[EXTRAIT DE PAGE]
-.-.-

« Je travaille à 60% » : que cache le temps-partiel suisse ?

30 sept. 2021

7min

« Je travaille à 60% » : que cache le temps-partiel suisse ?
auteur.e
Jeanne du Sartel

Journaliste indépendante basée en Suisse

Et si on pouvait choisir, selon nos envies et besoins du moment, de ne travailler qu’à 70%, ou même 30% du temps ? Un format “à la carte” qui nous paraît bien inaccessible à nous Français… Pourtant en Suisse, travailler à temps-partiel fait partie des mœurs. Plus d’un tiers de la population travaille moins de 90%, ce qui place notre voisin helvète en deuxième place européenne en la matière. Une tendance de fond, que seules les économies prospères peuvent se permettre, mais qui cache aussi une forte inégalité entre hommes et femmes. Décryptage.

« Depuis que je ne suis employée qu’à 60%, ma vie est devenue bien plus passionnante » s’enthousiasme Diana, journaliste. Il y a un an, cette écossaise expatriée en Suisse négociait avec son nouvel employeur de ne travailler que trois jours par semaine. Une négociation plutôt facile dans le pays roi du temps partiel. Car en Suisse, plus d’un tiers de la population (38%) a adopté ce mode de vie, et travaille ainsi moins de 90%. « Je souhaitais plus de flexibilité, pour à la fois développer mon activité de freelance, et pouvoir être plus souvent à la maison pour profiter de mes deux enfants. Et le fait de rester employée me permettait tout de même de garder une certaine sécurité », résume Diana. En cumulé, Diana travaille bien à 100% mais savoure chaque jour le fait d’avoir diversifié ses activités. Et son entreprise ne peut s’en plaindre. « Avoir deux jours en dehors du boulot me permet de nourrir ma créativité, de rencontrer des gens différents, de me ressourcer. Je suis clairement meilleure dans ce que je fais ! Les RH sont d’ailleurs bien au courant et très arrangeants, on voit que c’est ancré dans leur manière de faire. »

A Zürich, dans la fondation dans laquelle travaille Alexandre, 30 ans, le temps-partiel est même généralisé. Aucun employé n’est embauché à plus de 90%. Le jeune homme choisit lui de travailler à 100% toute la semaine, et de récupérer l’équivalent de deux jours de congé chaque mois. Durant ses études en Sciences Politiques, Alexandre profitait déjà de la flexibilité helvétique. Un jour par semaine, entre deux cours de sciences sociales, le suisse d’origine grecque rejoignait alors les rangs de la grande banque Crédit Suisse. « C’était un programme spécial pour les étudiants, qui nous permettait de gagner de quoi vivre tout en travaillant sur des projets passionnants. Une façon pour la banque d’attirer les talents sortis de l’université », explique-t-il.

-.-.-

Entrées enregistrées

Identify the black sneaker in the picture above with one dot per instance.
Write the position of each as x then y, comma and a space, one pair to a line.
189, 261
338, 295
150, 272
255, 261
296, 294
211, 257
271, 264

-.-.-

[TÂCHE À RÉALISER]
D'après l'article sur le temps partiel en Suisse, quelle part de la population suisse travaille à moins de 90 % ?

[RÉPONSE COMPLÈTE]
Plus d'un tiers de la population, soit 38 %.